Data supplied
┌────────
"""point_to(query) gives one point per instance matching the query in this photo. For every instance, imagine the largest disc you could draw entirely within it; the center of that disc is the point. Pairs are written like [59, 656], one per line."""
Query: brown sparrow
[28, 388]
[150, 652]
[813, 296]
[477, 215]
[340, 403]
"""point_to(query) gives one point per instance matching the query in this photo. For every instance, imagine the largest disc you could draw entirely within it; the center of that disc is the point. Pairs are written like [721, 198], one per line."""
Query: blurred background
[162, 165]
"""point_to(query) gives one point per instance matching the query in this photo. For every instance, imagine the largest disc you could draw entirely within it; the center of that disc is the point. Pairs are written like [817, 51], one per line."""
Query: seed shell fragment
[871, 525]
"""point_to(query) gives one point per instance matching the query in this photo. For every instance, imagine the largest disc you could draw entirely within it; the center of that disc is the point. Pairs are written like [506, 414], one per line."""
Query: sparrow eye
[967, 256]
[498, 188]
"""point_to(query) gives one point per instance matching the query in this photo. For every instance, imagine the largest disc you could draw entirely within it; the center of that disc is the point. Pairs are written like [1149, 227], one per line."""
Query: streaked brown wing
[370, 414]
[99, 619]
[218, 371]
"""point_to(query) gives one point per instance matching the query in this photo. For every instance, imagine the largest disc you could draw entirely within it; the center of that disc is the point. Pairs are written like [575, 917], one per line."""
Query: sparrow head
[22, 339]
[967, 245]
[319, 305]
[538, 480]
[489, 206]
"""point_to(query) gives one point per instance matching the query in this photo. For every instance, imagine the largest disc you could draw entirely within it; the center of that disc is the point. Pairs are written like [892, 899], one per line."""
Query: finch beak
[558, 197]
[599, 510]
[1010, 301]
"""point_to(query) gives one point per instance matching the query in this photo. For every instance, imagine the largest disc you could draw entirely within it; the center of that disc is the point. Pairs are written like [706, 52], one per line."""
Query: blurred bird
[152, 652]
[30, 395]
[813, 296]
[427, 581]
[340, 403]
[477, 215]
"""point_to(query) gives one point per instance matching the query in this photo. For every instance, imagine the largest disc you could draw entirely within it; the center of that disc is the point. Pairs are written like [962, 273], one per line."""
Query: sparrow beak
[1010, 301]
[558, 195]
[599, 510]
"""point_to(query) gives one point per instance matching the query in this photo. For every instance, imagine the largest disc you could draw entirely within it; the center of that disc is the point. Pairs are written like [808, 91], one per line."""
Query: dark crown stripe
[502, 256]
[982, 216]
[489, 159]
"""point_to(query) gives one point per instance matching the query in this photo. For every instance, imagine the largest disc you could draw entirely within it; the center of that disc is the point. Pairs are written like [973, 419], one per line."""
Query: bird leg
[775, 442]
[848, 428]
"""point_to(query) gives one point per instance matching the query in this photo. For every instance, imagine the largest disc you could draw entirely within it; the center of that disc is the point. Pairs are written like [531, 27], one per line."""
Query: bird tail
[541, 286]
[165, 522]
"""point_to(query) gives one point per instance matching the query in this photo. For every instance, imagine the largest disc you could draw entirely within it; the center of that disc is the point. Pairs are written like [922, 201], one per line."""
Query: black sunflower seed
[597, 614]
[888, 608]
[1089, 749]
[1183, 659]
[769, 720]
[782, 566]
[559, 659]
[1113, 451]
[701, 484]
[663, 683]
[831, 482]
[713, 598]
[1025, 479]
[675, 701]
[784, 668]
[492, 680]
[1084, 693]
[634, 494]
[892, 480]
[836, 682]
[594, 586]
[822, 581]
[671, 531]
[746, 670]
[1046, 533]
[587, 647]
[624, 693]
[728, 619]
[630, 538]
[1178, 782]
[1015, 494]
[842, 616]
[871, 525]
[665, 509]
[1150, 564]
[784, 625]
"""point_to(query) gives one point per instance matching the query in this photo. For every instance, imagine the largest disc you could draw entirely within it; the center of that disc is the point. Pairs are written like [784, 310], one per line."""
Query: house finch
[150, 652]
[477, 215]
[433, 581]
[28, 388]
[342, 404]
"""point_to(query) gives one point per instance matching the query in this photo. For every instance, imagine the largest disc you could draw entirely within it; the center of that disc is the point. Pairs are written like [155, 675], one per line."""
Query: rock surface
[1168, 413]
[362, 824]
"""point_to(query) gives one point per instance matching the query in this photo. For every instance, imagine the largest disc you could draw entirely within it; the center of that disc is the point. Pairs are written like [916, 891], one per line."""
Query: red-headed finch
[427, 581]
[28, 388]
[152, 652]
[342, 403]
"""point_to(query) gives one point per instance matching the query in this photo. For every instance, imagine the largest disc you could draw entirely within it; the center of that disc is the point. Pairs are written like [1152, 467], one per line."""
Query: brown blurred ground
└────────
Description of the task
Repeat the material above in full, quoting it exactly.

Response below
"""point_to(query) gives one point per instance matching the query in this photo. For every instance, imagine the largest disc you could draw entirely within it; the center of that disc is the point. Pairs are written like [59, 656], one per line."""
Query: brown sparrow
[28, 388]
[150, 652]
[813, 296]
[477, 215]
[340, 403]
"""point_to(query) gives one point per instance matching the query in this photo. For every instance, imagine the largest disc you could draw entirely within it; the center of that disc is the point. Pairs are written like [721, 198], one per line."""
Query: blurred background
[162, 165]
"""point_to(query) gives one point per instance matching the query in this photo. For every instance, imagine the largest disc you could draw entirely within it; the center of that disc is the point. Pairs are written like [817, 51], one per line."""
Query: seed shell fragment
[871, 525]
"""point_to(query) gives one point per instance matching the query in this photo. For every instance, imagine the largest disc you could draw entirely within it; the center of that disc is the point. Pairs are written like [506, 414], one per line."""
Query: sparrow eye
[967, 256]
[498, 188]
"""point_to(query) gives one point per instance matching the query in this photo. For every instance, imagine the largest disc you could draw entirely within it; the center of that disc is the point. Pairs are written like [1149, 227], one per line."""
Query: streaked brown wing
[370, 414]
[99, 619]
[218, 371]
"""point_to(query) gives one point per instance matching the query in this photo. For every instance, imagine the largest disc you could draw entirely within it; the center of that disc is the point. Pairs are written like [575, 917], one per line."""
Query: sparrow head
[22, 339]
[967, 245]
[319, 305]
[538, 480]
[489, 206]
"""point_to(query) gives one point per instance matching the query in this photo. For every instance, imagine the largest disc you could draw entirely within it; the center of that disc is the point. Pairs are written like [892, 899], one per line."""
Query: finch beak
[558, 197]
[599, 510]
[1010, 301]
"""point_to(query) gives one point per instance matching the query in this photo. For every instance, imagine the largest disc you could draw entirely within it; the center of that disc is the point. Pairs are written like [706, 52], one per line."""
Query: blurred bird
[152, 652]
[30, 395]
[813, 296]
[427, 581]
[340, 403]
[477, 215]
"""point_to(query) gives one point per instance matching the query in this photo. For every instance, imagine the largest disc you could draw entirely within it; the center of that disc is the point. Pairs are written like [962, 273], one per line."""
Query: sparrow beak
[1010, 301]
[558, 195]
[599, 510]
"""point_to(query) gives one point per instance matching the query in this photo. For every instance, imagine the largest disc you could draw entirely within it; the center of that disc is the point. Pairs are written like [808, 91], one per line."""
Query: dark crown stripe
[502, 256]
[982, 216]
[489, 159]
"""point_to(query) gives one point per instance matching the query in this photo. For every instance, imagine the largest disc you could draw entirely within it; the center of that disc is the point. Pairs are written like [973, 419], one per line."""
Query: bird leg
[775, 442]
[848, 428]
"""point_to(query) gives one point per instance matching the query in this photo. For every instance, imagine the largest disc you could draw entirely within it; the center of that disc is the point. Pairs are written like [531, 27], one per line."""
Query: bird tail
[541, 286]
[165, 522]
"""point_to(query) gives one point per instance matching the query in this photo. For every instance, imagine the largest disc you could draw entirely within it; the center of that disc is the point. Pairs are written like [922, 201], one per line."""
Query: black sunflower seed
[597, 614]
[888, 608]
[1089, 749]
[1183, 659]
[769, 720]
[782, 566]
[559, 659]
[1113, 451]
[701, 484]
[663, 683]
[831, 482]
[713, 598]
[1025, 479]
[675, 701]
[784, 668]
[492, 680]
[1084, 693]
[634, 494]
[892, 480]
[836, 682]
[594, 586]
[822, 581]
[671, 531]
[746, 670]
[1046, 533]
[587, 647]
[624, 693]
[728, 619]
[630, 538]
[1178, 782]
[1015, 494]
[842, 616]
[871, 525]
[665, 509]
[1150, 564]
[784, 625]
"""point_to(query) gives one point per instance matching the query in this photo. For every instance, imagine the largest disc you could draw entirely within it; the center of that disc is the point. Pairs are written like [784, 310], one per line."""
Query: house finch
[150, 652]
[477, 215]
[433, 581]
[28, 388]
[342, 404]
"""point_to(query) gives one point per instance matching the query in this photo. For every instance, imagine the largest disc you could draw entirely within it; the center of that disc is the point. Pairs are written like [155, 675], one per line."""
Query: rock surface
[1168, 413]
[362, 824]
"""point_to(query) gives one point per instance matching the query in this photo. For every instance, imagine the largest disc you could draw entirely within it; the center of that disc is the point. Pairs are written like [916, 891], one per line."""
Query: red-headed finch
[427, 581]
[28, 388]
[152, 652]
[342, 403]
"""point_to(query) gives one point per instance matching the query in this photo. For every instance, imagine the largest disc you could draw entirely within it; the center of that disc is the point. Pairs are written like [1152, 467], one per line."""
Query: brown blurred ground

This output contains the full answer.